• THE INPUT:

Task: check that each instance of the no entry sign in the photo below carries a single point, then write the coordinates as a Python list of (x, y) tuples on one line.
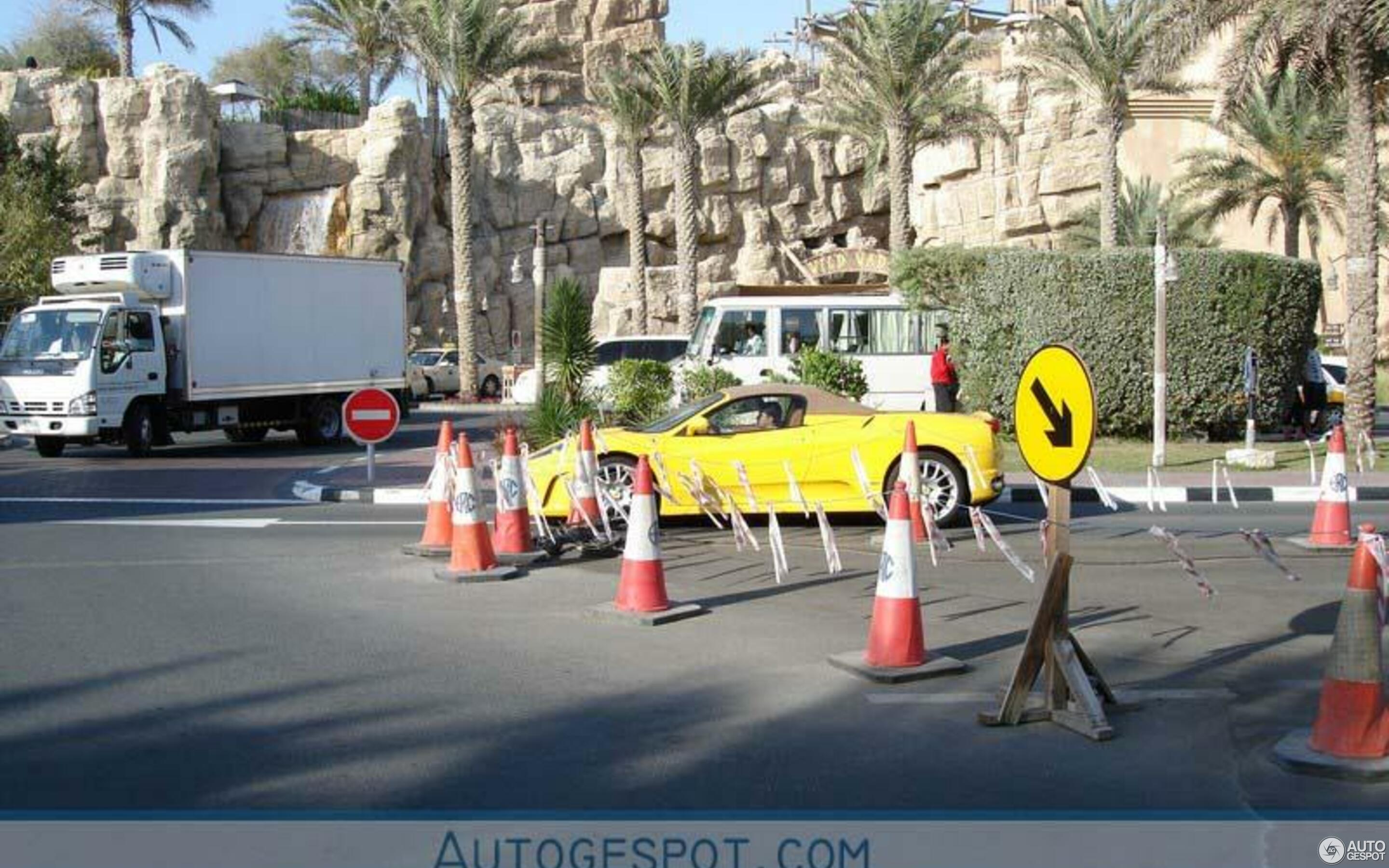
[(371, 416)]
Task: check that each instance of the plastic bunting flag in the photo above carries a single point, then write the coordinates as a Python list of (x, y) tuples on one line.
[(1230, 487), (1106, 498), (1023, 567), (1377, 549), (574, 498), (978, 527), (793, 488), (748, 487), (780, 564), (1263, 548), (1188, 564), (827, 537), (665, 482)]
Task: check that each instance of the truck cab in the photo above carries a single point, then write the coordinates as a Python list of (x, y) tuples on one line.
[(78, 367)]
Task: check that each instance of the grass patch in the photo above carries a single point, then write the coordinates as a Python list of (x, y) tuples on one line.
[(1115, 456)]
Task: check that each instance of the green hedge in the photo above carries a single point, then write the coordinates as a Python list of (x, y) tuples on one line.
[(1008, 303)]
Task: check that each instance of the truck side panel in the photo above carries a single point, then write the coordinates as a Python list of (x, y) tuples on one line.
[(261, 326)]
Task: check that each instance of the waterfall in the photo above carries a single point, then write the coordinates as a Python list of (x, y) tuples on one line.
[(296, 223)]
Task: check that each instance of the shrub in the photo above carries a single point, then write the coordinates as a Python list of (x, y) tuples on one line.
[(553, 416), (641, 389), (706, 380), (1008, 303), (839, 374)]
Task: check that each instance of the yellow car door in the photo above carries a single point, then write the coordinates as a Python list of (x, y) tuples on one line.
[(763, 433)]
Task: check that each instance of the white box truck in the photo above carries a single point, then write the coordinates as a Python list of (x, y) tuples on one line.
[(139, 345)]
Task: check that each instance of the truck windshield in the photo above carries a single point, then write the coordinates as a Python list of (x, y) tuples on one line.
[(52, 334)]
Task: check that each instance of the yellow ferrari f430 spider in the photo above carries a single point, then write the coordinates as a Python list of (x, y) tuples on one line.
[(776, 433)]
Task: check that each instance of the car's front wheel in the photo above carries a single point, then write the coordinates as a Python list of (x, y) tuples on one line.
[(943, 485)]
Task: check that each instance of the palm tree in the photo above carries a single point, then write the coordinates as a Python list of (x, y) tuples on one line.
[(1335, 40), (127, 12), (624, 99), (362, 28), (1287, 136), (897, 81), (1141, 203), (466, 46), (692, 89), (1101, 54)]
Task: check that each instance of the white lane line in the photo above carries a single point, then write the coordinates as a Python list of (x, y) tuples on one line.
[(234, 524), (177, 502), (980, 696)]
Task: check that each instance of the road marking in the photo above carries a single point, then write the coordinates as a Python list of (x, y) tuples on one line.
[(177, 502), (234, 524), (1135, 696)]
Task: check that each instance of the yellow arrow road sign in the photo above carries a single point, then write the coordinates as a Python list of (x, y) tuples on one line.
[(1055, 414)]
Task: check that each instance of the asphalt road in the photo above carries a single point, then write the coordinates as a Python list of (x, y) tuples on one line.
[(174, 654)]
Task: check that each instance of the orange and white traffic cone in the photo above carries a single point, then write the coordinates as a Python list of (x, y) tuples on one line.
[(641, 592), (471, 556), (512, 539), (438, 537), (897, 645), (1331, 523), (910, 474), (585, 481), (1350, 735)]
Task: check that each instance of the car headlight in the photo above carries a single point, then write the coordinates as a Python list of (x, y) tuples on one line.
[(82, 406)]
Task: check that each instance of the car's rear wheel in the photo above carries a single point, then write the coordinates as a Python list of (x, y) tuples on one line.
[(943, 485)]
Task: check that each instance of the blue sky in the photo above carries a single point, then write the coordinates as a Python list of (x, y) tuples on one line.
[(720, 23)]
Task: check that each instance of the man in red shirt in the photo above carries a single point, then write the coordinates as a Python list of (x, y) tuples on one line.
[(943, 380)]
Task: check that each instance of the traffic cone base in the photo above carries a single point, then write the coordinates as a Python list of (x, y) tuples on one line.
[(897, 642)]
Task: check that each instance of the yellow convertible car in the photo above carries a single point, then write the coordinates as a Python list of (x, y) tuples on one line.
[(773, 433)]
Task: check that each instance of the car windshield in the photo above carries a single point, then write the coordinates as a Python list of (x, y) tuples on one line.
[(682, 416), (52, 334)]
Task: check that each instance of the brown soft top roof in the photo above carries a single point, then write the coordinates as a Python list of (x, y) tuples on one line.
[(817, 400)]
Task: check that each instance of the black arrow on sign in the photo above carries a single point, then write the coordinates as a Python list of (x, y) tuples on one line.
[(1062, 422)]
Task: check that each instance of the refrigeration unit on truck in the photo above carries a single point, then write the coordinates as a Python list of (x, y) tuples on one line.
[(135, 346)]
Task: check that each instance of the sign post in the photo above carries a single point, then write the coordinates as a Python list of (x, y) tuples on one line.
[(1055, 414), (371, 416)]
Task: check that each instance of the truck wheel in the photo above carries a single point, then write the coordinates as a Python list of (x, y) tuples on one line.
[(139, 431), (49, 448), (245, 435), (323, 424)]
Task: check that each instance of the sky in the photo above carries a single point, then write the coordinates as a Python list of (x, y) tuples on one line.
[(728, 24)]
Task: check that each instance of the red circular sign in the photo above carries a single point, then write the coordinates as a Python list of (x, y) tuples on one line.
[(371, 416)]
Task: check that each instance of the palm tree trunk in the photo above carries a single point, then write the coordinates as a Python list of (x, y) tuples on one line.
[(637, 235), (464, 291), (899, 184), (1110, 130), (433, 113), (363, 91), (1362, 212), (125, 43), (687, 231), (1292, 231)]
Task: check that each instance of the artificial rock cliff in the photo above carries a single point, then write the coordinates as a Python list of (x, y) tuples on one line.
[(162, 168)]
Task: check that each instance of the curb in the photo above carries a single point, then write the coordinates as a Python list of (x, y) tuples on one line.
[(1137, 495)]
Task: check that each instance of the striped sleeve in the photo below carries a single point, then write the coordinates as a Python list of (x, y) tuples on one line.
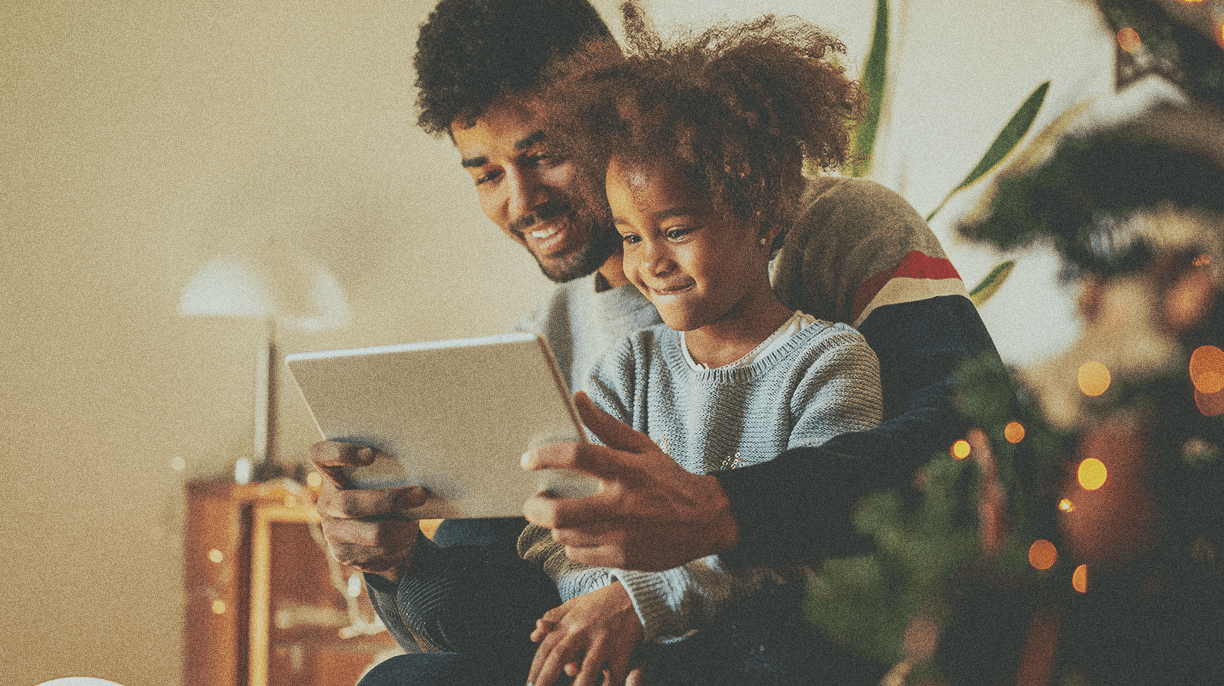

• WRITTEN TASK: Reproduce every record above verbatim, line for line, omitting the pictures.

• FINISHED EXERCISE:
Task: check that each instance of the no entry sign in the photo below carries a single point, then write the coordinates as a Python list of (x, y) tuples on one line.
[(371, 416)]
Task: check that each instance of the plastic bunting flag in the photo above carries a single point, then write the coordinates as a Python list of (x, y) tuples on one line.
[(1230, 487), (1106, 498), (1023, 567), (1377, 549), (574, 498), (978, 527), (793, 488), (748, 487), (780, 564), (1263, 548), (1188, 564), (827, 537), (665, 482)]
Task: check that each instance of the truck cab in the photo above carries a single point, then write the coordinates as a Python list of (x, y) tuples on one line.
[(78, 367)]
Task: check that each instance of the grass patch in the photo above carries a single point, then write the coordinates as a Python list of (x, y) tuples on one line.
[(1115, 456)]
Task: check that each instance of the green hedge in the photo above carries a single point, then write the coordinates as a Python list of (x, y) tuples on one line.
[(1008, 303)]
Task: check that each instance of the truck side panel in the photo above carries a single point, then write the coordinates as a Python list of (x, y) tuples on one line.
[(261, 326)]
Task: check that each instance of the waterfall in the photo above carries a single point, then write the coordinates as a Python list of (x, y) tuples on one line.
[(296, 223)]
Task: check that each instance of the shrub in the photo above carries a single point, then write the coordinates as a Python list of (x, y) tuples on one line.
[(553, 416), (641, 389), (706, 380), (1008, 303), (839, 374)]
Task: check that each instance of the yellow car door in the photo above carries a single point, then write the coordinates as a Python list of (x, y) tuples on one line.
[(763, 433)]
Task: check that each instance of the white box truck in the photo above carries a single point, then write the coordinates as a Python list of (x, y) tuples on one line.
[(139, 345)]
Task: check that each instance of the truck windshield in the photo above carries a single point, then write the coordinates as a Python list of (x, y) tuples on one line.
[(52, 334)]
Task: check that each instance of the yellow ferrari f430 spider in the photo above carries a single point, then write the coordinates as a Python list of (x, y) tuples on one line.
[(776, 433)]
Task: check that each instance of the car's front wheel in the photo above carries a single point, then write the coordinates as a Python list of (x, y) tuples on one line.
[(943, 485)]
Task: check that each instance of the palm tree in the photo above carries a single point, then write the coordinates as a Python list of (x, y) tuples on one line.
[(1335, 40), (127, 12), (624, 99), (362, 28), (1287, 136), (897, 81), (1141, 203), (466, 46), (692, 89), (1101, 54)]
Task: check that each instance of the white lane line in the photo above carries a single point, then write the coordinates as a Python list of (x, y) tuples on one line.
[(234, 524), (177, 502), (980, 696)]
Task: check that each instance of the road marking in the photo above carries a single point, then write the coordinates as a Python list of (x, y) tuples on one line.
[(177, 502), (234, 524), (1135, 696)]
Task: check that each instance of the yellow arrow road sign in the photo above carries a single point, then write the coordinates as a Python list of (x, y) tuples on one line.
[(1055, 414)]
Task: check that each instance of the asphalt road in the photo above carries a single point, then write the coordinates as a Python list of (x, y) tuples on one line.
[(174, 654)]
Task: check that each instance of the orange and white traffic cone in the photo above carries a single point, then write the coordinates as a Python list of (x, y) tuples on one line.
[(641, 592), (471, 556), (512, 539), (438, 537), (897, 645), (1331, 523), (910, 474), (585, 481), (1350, 735)]
Task: check that each instance of the car headlight in the photo above carries a single point, then write the coordinates as a Python list of (x, y) tuples on one line.
[(82, 406)]
Task: check that each instance of the car's rear wheel in the photo above carries a single point, then write the coordinates as a Python list of (x, y) tuples on one line.
[(943, 485)]
Task: check that each instance of the blue sky in the photo above carries a single point, then write the coordinates as a Python list of (x, y) tuples on one line.
[(720, 23)]
Task: check that each instance of the man in red shirt in the photo above carries a single point, then write the coordinates as a Python list of (x, y) tuples on one line.
[(943, 380)]
Task: check that each instance of the traffic cone base in the photo above carries a single point, then write the coordinates as a Python list of (x, y) tuples on one line.
[(897, 642)]
Task: check that each instance of the yellow convertible car in the photo above carries a single point, then write the coordinates as a Python list of (x, y) tuples on one line.
[(773, 433)]
Task: check that each instance of the car windshield in the photo above carries a single point, then write the coordinates as a Python list of (x, y) tuples on one line.
[(682, 416), (52, 334)]
Task: check that each instance of the brown soft top roof in the photo above carries a single point, then write the coordinates as a Python list of (x, y) tuples on one line.
[(817, 400)]
Task: check that each instance of the black arrow on sign in the photo above carries a single point, then write the coordinates as a Python list of (x, y) tuples on one line.
[(1062, 422)]
Task: check that each instance of the refrigeration unit on truck in the photo above carries a single point, then write the coordinates as a Python list of (x, y) tuples on one line.
[(135, 346)]
Task: check that each instance of the sign post in the photo above carries a single point, then write the coordinates as a Python list of (x, y) tuples on one line.
[(1055, 414), (371, 416)]
Task: check that each instance of the truck wheel in the photo above carries a single point, then write the coordinates as a Python list of (x, y) tuples on one line.
[(139, 431), (49, 448), (245, 435), (323, 424)]
Task: check that each instance of the sky in the photo above carries a single point, then write the coordinates as a Python list of (x, y) tuples on one line.
[(728, 24)]
Task: check that each instance of the red circular sign in the photo above carries a single point, then write the coordinates as a Python list of (x, y) tuples on one line.
[(371, 416)]
Task: check that each instance of the palm tree trunk in the photo above carries a single point, then write the coordinates as a Python list of (x, y) tuples on one line.
[(637, 235), (464, 291), (899, 184), (1110, 130), (433, 113), (363, 91), (1362, 212), (125, 43), (687, 231), (1292, 231)]
Task: check that each instance of the artificial rock cliff in the photo above carries a single point, then write the coordinates as a Python list of (x, y) tuples on one line.
[(162, 168)]
Task: check that each instance of the curb in the photo above carries a single point, then write the coordinates as a Python list of (x, y) tuples on one line.
[(1137, 495)]
Task: check that each instance of the striped sleeve in the photo below carries a single point, then write the coordinates as a Python list of (x, y) tuples on one line.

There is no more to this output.